When Statkraft announced the abrupt termination of its 40 MW Mo i Rana electrolyser order with Nel ASA, it underscored a stark truth: even within a hydropower-rich nation, green hydrogen projects are buckling under today’s economic headwinds. Once billed as a poster child for decarbonising heavy industry, the €35 million‐plus Mo i Rana facility was designed to leverage Norway’s abundant renewable electricity to produce clean hydrogen for nearby steel and chemical plants. Yet Statkraft’s leadership concluded that no commercially viable model could be built in the current landscape of high capital costs, volatile power prices, and rising interest rates.
From the outset, Mo i Rana faced the familiar hydrogen-sector dilemma of long project gestation and uncertain offtake. Nel, the century-old electrolyser pioneer, saw NOK 120 million evaporate from its order backlog overnight, contributing to a 44 percent year-on-year plunge in quarterly revenue and a swing into deep net losses. Its alkaline electrolyser division revenues fell by nearly 70 percent as flagship orders were deferred or cancelled. In response, Nel has idled production lines and slashed operating expenses, while analysts have trimmed price targets to unprecedented lows. Such retrenchment signals that core equipment suppliers are no longer insulated from market retrenchment—they are at its epicenter.

★ ★ ★ ★

*THINGS TO DO*
1 – According to the passage on the Mo i Rana electrolyser cancellation, how much was removed from Nel's order backlog?
2 – List the conditions that the passage on the Mo i Rana electrolyser cancellation says kept Statkraft from building a commercially viable model.
3 – Continue the passage on the Mo i Rana electrolyser cancellation from its last sentence.

★ ★ ★ ★

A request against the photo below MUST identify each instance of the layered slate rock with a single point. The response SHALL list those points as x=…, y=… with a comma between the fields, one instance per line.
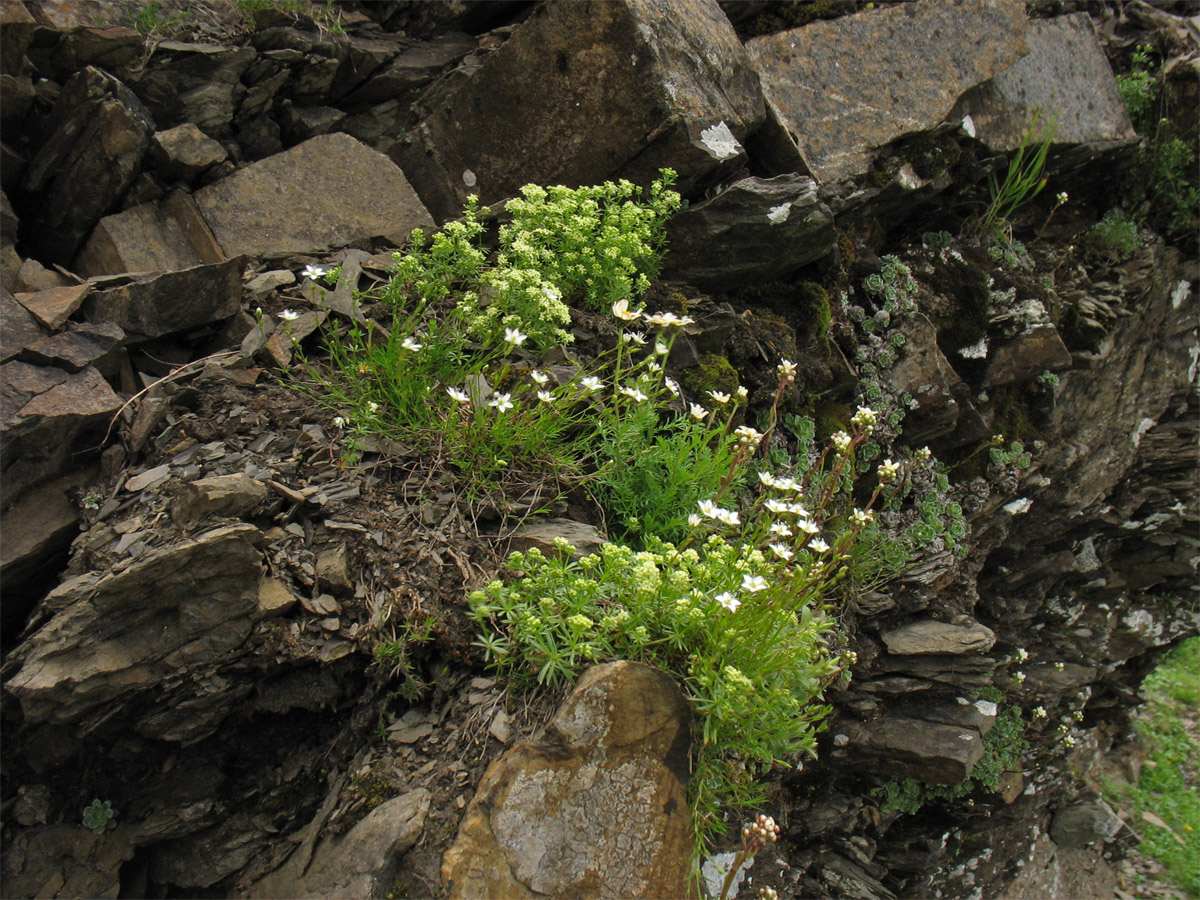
x=172, y=303
x=586, y=91
x=595, y=808
x=756, y=228
x=162, y=624
x=324, y=193
x=101, y=133
x=1067, y=76
x=840, y=89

★ ★ ★ ★

*ANSWERS FOR EACH ITEM*
1 – NOK 120 million.

2 – High capital costs, volatile power prices, and rising interest rates.

3 –
Statkraft’s withdrawal follows a growing pattern of gigawatt-scale hydrogen hubs being downsized or abandoned. Across Europe, only one in five announced projects is expected to reach a final investment decision by 2030. Over 29 GW of capacity—equivalent to some 750 electrolysers the size of Mo i Rana—has already been stalled or scrapped. The root causes converge on three critical barriers: absent firm offtake contracts, underdeveloped transport infrastructure, and the compound effect of higher financing costs.
First, without long-term hydrogen purchase agreements, project finance simply will not stack up. Electrolysers require continuous, off-peak renewable power to approach the sub-€3/kg production costs needed for competitiveness against grey hydrogen or direct electrification. Yet wholesale electricity prices in the Nordics and neighbouring markets have oscillated between €30 and €80/MWh over the past two years, making yield projections precarious. In contrast, one industry study found that a two-percentage-point rise in interest rates can inflate the levelised cost of energy by nearly 20 percent, precisely the dynamic at play as central banks grapple with inflation.
Second, the absence of a dedicated hydrogen network adds both capital and operational drag. Norway’s pipeline system, optimised for natural gas, cannot carry high-purity hydrogen without costly retrofits. Storage facilities for seasonal or grid-balancing buffers are virtually non-existent, forcing producers to either build standalone buffer tanks or rely on expensive ammonia conversion and marine export routes—options that drive per-kilogram costs higher still. Remote projects like Mo i Rana, hence, face double penalties: a lack of nearby industrial demand and steep logistics bills to ship product elsewhere.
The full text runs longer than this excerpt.